[Relevés d'annotation par points]
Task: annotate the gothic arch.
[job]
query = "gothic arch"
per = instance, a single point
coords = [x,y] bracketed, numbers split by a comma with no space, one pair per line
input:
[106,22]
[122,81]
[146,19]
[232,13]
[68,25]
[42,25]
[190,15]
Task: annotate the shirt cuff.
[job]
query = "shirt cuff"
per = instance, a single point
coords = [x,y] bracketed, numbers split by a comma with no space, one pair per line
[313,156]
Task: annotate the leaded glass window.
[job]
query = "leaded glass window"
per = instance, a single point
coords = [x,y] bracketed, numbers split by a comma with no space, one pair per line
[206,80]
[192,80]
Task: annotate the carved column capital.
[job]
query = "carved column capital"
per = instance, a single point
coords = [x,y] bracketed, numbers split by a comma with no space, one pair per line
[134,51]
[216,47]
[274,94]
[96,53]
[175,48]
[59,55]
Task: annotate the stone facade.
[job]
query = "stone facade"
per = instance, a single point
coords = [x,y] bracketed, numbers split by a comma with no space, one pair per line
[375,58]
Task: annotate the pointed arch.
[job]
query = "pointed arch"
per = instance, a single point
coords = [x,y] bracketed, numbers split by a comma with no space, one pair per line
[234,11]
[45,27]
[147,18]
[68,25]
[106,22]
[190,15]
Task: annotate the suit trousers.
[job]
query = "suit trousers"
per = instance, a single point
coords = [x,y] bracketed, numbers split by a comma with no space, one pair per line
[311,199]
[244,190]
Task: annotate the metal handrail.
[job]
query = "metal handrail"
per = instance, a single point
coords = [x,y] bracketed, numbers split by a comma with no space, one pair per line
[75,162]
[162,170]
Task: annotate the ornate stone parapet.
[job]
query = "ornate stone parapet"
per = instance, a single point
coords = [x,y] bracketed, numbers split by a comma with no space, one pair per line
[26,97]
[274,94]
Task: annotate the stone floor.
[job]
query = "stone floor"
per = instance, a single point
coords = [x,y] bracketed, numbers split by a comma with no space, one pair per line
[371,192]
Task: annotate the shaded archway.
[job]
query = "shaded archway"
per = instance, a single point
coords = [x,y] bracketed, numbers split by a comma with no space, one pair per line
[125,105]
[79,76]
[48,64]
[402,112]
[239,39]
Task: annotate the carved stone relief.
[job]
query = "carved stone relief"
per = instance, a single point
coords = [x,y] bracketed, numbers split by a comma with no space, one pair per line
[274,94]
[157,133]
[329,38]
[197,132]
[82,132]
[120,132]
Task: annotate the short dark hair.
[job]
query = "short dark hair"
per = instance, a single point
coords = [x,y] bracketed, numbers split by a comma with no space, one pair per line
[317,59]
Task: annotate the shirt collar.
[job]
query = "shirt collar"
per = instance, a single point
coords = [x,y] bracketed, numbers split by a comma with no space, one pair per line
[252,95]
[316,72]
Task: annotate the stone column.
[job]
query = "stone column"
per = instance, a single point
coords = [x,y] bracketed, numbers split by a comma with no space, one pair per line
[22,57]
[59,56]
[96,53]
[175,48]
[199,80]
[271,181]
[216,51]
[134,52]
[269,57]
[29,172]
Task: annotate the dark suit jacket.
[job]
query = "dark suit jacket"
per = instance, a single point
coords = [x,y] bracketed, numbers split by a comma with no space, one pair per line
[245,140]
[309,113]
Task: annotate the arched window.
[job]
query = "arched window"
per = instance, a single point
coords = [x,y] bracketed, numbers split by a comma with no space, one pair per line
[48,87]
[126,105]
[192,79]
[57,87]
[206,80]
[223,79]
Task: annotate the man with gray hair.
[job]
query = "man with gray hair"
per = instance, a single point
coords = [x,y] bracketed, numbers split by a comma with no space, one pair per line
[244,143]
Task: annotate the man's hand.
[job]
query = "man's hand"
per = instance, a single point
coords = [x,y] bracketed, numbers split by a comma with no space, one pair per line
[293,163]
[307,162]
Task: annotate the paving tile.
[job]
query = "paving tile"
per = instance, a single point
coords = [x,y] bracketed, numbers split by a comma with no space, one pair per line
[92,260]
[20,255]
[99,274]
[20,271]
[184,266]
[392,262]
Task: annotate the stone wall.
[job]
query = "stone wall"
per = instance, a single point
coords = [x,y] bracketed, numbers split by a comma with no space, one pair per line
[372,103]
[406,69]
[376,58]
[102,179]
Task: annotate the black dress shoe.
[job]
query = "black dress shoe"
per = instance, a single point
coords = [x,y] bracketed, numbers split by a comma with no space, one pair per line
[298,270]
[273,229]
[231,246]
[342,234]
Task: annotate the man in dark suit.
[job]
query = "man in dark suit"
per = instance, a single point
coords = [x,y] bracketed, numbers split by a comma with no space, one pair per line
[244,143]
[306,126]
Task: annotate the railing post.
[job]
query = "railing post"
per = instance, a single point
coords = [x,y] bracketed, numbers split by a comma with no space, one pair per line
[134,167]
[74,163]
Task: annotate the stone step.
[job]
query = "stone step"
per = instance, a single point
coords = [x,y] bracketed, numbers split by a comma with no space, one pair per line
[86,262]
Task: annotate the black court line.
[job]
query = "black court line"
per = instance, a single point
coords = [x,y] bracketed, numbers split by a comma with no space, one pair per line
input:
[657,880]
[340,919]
--
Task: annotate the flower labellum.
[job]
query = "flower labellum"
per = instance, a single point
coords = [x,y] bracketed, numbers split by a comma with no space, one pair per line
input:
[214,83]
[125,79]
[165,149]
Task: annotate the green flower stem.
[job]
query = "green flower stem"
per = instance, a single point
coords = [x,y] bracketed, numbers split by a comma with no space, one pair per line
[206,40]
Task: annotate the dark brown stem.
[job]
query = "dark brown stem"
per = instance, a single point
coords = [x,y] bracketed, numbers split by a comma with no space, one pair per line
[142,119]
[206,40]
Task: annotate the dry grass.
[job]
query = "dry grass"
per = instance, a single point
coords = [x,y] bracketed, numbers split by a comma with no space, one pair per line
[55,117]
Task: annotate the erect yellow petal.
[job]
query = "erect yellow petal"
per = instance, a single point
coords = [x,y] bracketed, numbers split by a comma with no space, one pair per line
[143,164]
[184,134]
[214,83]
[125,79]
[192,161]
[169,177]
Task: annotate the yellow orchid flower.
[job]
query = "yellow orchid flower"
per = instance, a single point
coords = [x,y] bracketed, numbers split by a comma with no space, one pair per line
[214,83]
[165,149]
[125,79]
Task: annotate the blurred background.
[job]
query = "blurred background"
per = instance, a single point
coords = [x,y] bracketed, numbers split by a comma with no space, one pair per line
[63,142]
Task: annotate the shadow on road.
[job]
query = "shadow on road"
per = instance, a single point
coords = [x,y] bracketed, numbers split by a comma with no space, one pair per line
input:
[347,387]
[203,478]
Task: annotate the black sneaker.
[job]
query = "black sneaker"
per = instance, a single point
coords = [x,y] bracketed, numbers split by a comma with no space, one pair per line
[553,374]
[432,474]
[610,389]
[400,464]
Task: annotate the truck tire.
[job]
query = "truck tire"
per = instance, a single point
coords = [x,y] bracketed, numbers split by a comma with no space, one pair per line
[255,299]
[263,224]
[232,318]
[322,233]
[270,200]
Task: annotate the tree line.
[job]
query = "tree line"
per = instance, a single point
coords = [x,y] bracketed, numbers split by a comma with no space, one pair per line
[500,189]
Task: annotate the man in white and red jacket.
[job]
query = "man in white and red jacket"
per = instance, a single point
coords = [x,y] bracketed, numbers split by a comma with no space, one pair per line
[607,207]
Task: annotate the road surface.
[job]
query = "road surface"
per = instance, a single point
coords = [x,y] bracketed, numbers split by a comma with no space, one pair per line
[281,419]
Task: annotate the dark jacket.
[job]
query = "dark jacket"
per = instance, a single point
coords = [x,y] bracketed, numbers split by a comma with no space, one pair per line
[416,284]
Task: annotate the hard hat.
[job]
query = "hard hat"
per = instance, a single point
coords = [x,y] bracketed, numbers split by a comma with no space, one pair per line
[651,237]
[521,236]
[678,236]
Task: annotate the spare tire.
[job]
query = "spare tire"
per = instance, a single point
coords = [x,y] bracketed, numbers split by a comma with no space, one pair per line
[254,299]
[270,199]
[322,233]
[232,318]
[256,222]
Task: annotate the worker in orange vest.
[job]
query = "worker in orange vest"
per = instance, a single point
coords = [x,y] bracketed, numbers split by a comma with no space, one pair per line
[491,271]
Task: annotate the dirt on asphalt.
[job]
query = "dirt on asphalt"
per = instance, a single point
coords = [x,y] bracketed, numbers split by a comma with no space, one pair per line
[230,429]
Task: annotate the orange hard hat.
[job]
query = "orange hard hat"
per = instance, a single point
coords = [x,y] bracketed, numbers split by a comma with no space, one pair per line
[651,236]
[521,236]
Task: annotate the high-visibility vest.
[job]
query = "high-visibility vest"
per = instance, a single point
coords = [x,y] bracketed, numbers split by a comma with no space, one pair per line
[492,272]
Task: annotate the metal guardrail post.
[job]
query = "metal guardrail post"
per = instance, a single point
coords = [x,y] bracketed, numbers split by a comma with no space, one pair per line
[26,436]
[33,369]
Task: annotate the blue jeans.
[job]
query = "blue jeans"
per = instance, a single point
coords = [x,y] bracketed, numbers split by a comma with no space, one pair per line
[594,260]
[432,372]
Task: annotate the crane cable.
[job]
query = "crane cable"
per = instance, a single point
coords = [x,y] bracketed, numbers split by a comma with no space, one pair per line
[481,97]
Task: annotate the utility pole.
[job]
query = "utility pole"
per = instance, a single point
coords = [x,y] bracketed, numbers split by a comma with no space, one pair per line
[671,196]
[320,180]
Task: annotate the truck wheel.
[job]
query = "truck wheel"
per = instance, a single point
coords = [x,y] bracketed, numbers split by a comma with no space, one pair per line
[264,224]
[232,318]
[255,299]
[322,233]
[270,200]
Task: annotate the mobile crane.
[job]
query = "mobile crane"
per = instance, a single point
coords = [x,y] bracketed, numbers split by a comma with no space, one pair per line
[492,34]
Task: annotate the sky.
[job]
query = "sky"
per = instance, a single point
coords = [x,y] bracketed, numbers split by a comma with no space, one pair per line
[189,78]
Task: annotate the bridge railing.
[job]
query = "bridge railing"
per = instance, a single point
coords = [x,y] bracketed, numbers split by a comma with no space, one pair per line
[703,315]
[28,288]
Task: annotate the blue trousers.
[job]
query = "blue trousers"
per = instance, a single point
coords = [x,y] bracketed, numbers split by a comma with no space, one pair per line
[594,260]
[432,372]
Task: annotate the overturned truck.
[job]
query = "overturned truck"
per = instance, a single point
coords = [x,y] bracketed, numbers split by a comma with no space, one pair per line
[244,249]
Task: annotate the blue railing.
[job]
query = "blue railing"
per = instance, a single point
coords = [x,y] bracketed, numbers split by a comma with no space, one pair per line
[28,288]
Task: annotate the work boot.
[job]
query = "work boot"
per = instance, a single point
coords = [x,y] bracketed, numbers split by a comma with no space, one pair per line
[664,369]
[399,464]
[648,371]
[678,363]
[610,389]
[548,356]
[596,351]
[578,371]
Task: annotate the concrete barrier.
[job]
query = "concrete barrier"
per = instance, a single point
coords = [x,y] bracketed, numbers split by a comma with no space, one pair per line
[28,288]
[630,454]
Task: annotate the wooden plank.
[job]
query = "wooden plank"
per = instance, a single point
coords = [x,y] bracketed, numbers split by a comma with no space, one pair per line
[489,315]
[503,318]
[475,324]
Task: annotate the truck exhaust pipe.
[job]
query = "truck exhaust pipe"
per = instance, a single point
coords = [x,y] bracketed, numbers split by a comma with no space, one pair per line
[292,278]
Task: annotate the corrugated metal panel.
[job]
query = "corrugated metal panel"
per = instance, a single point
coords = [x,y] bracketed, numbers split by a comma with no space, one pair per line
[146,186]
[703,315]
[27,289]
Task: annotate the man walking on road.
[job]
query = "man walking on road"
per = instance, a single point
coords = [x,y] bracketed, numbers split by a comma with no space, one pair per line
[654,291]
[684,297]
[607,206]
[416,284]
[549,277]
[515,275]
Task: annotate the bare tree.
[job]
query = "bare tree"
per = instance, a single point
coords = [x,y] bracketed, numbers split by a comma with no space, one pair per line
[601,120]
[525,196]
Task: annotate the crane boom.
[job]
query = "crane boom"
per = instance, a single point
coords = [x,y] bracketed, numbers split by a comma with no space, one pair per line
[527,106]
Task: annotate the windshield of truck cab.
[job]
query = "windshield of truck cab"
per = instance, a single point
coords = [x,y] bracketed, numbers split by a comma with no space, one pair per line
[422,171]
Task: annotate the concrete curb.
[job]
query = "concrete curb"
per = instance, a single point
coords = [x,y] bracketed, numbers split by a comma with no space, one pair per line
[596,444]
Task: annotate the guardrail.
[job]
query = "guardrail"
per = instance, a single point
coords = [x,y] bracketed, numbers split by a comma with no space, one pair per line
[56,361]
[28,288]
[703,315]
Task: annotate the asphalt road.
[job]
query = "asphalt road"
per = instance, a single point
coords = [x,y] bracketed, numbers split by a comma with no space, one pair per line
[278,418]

▶ [Consigne] Repérez dans les lignes ci-dessus toutes celles qui contiennent la chaîne "bridge", puis recopiez-les.

▶ [Résultat complet]
Task: annotate the bridge railing.
query = "bridge railing"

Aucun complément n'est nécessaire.